● Task to carry out
Read the yoga sequence below and decide whether each statement agrees with it. For each, answer yes or no and quote the words that decide it. (a) In the flat back step, the back is parallel to the floor. (b) In up dog, the thighs rest on the ground. (c) Down dog is done on an inhale.

1. Mountain pose to arms overhead: Stand with feet together and arms at your sides. As you inhale, stand tall while pulling in your abs and reaching arms overhead.
2. Forward fold to floor: Exhale as you fold at hips, reaching fingers to the floor or your shins. Try to keep legs straight, abs tightly engaged, and hips over heels.
3. Flat back: Inhale as you hinge at the hips, lifting your torso up halfway so your back is parallel to the floor, with your fingertips still reaching to the ground and your gaze shifted ahead.
4. Fold to plank: As you exhale, fold again and place hands on floor. Bend your knees if necessary. On the same exhale, step or jump your feet back to a plank position. Then bend your elbows to lower your body halfway down to the ground. Draw your abs in tight and keep your elbows close to your body and pointed directly back. If this is too difficult, try the position with your knees resting on the ground.
5. Up dog: As you inhale, slide your body forward so your chest is reaching up and your arms are supporting your weight while your legs are still parallel to the ground, your thighs are lifted, and you're balancing on the tops of your feet. Modification: leave your legs and hips on the ground and lift your chest only a little.
6. Down dog: Exhale as you go back onto the balls of your feet, press your hips high into an inverted V and press the chest between the arms. Try to keep your arms straight and your heels towards the ground.

● Provided information
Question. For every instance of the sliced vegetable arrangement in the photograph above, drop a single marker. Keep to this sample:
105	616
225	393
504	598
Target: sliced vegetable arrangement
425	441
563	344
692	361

● The answer
(a) Yes: "lifting your torso up halfway so your back is parallel to the floor"
(b) No: "your thighs are lifted"
(c) No: "Exhale as you go back onto the balls of your feet"